Position annotation records

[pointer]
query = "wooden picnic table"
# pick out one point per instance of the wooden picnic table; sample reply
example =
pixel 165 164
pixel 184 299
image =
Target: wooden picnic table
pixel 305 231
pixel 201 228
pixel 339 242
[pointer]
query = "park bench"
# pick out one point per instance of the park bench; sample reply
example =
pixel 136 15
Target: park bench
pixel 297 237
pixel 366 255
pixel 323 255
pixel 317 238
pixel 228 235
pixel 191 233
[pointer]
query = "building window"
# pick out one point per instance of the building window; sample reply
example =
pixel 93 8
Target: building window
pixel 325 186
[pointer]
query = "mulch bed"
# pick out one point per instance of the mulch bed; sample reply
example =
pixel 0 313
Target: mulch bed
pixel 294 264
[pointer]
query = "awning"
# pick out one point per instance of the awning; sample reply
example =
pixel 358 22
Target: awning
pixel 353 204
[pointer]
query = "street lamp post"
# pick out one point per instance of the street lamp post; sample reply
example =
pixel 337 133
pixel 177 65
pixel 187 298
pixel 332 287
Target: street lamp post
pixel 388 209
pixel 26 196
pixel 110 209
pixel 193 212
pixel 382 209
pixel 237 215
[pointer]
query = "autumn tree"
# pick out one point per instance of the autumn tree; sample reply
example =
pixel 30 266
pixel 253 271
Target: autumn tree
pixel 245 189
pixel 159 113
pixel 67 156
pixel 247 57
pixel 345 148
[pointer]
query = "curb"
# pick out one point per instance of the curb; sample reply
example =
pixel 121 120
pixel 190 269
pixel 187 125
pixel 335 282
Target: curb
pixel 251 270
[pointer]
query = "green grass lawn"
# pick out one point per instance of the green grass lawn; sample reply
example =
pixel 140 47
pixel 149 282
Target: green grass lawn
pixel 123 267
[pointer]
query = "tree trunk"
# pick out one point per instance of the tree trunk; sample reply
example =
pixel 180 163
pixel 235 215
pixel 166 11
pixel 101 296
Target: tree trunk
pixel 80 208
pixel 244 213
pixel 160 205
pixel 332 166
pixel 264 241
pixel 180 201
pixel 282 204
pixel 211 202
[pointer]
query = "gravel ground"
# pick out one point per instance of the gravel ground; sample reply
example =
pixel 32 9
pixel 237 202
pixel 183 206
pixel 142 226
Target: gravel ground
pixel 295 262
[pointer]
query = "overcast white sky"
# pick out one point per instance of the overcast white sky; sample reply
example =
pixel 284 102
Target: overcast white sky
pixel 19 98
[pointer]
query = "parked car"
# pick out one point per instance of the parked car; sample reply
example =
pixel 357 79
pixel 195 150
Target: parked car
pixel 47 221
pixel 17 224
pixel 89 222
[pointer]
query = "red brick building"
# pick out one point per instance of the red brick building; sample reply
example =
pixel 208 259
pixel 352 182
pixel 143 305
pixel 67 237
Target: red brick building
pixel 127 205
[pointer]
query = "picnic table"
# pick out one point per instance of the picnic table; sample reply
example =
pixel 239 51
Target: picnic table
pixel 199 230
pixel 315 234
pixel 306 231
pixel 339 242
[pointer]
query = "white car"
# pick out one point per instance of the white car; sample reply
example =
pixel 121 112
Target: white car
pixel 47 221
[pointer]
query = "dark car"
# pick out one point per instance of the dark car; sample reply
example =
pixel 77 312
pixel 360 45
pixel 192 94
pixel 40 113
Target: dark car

• **Set exercise**: Repeat the data in its entirety, character for character.

• **Final result**:
[pointer]
query = "wooden picnic table"
# pick out one point per instance of the wooden picnic table; sample reply
example =
pixel 165 164
pixel 184 299
image =
Target: wooden picnic table
pixel 305 231
pixel 201 228
pixel 339 242
[pointer]
query = "park bench"
# pick out one point per instance of the park bench; sample reply
example =
pixel 136 15
Target: park bench
pixel 297 237
pixel 366 255
pixel 323 255
pixel 317 238
pixel 228 235
pixel 191 233
[pointer]
query = "building window"
# pick out one point per instance of the building window; sample reply
example =
pixel 93 8
Target: building window
pixel 325 186
[pointer]
query = "mulch bed"
# pick out one point per instance of the mulch bed; sample reply
example =
pixel 0 313
Target: mulch bed
pixel 294 264
[pointer]
query = "awning"
# pick out one point per instance of the awning; sample reply
example =
pixel 358 22
Target: awning
pixel 353 204
[pointer]
query = "street lamp post"
# pick out one point per instance of the street lamp post; sample reply
example =
pixel 337 133
pixel 177 65
pixel 187 298
pixel 332 287
Target: street lamp post
pixel 388 209
pixel 26 196
pixel 110 209
pixel 193 212
pixel 382 209
pixel 237 215
[pointer]
query = "autumn tree"
# pick out one point per instance of the autumn tree; sample reply
example =
pixel 30 266
pixel 253 271
Target: autumn tree
pixel 245 189
pixel 159 113
pixel 67 156
pixel 247 57
pixel 345 148
[pointer]
query = "curb"
# pick out one point per instance of the curb; sample reply
example =
pixel 121 120
pixel 190 269
pixel 187 125
pixel 335 282
Target: curb
pixel 251 270
[pointer]
query = "green grass lawn"
# pick out one point per instance of the green grass lawn; sample reply
example =
pixel 140 47
pixel 149 282
Target: green grass lawn
pixel 123 267
[pointer]
query = "tree trunk"
# pick out one point per instance of the tree trunk; sample reply
example =
pixel 180 163
pixel 235 215
pixel 166 11
pixel 101 296
Target: tree trunk
pixel 80 208
pixel 244 213
pixel 160 205
pixel 332 166
pixel 264 241
pixel 180 201
pixel 282 204
pixel 211 202
[pointer]
query = "gravel ground"
# pick out one point per instance of the gravel ground; sample reply
example =
pixel 32 9
pixel 237 202
pixel 183 206
pixel 142 226
Target: gravel ground
pixel 295 262
[pointer]
query = "overcast white sky"
# pick out one point per instance of the overcast white sky; sample reply
example =
pixel 284 102
Target: overcast white sky
pixel 19 98
[pointer]
query = "parked car"
# pick out one point per instance of the parked car; sample reply
example =
pixel 357 79
pixel 195 150
Target: parked car
pixel 47 221
pixel 17 224
pixel 89 222
[pointer]
query = "red brick building"
# pick out one point per instance of the red brick building; sample reply
example =
pixel 208 259
pixel 352 182
pixel 143 305
pixel 67 237
Target: red brick building
pixel 127 205
[pointer]
query = "picnic table"
# pick out one point per instance of the picnic table; sample reply
example =
pixel 239 51
Target: picnic table
pixel 199 230
pixel 315 234
pixel 306 231
pixel 339 242
[pointer]
query = "white car"
# pick out one point per instance of the white car; sample reply
example =
pixel 121 112
Target: white car
pixel 47 221
[pointer]
query = "dark car"
# pick out one point per instance of the dark car; sample reply
example =
pixel 77 312
pixel 360 45
pixel 192 94
pixel 40 113
Target: dark car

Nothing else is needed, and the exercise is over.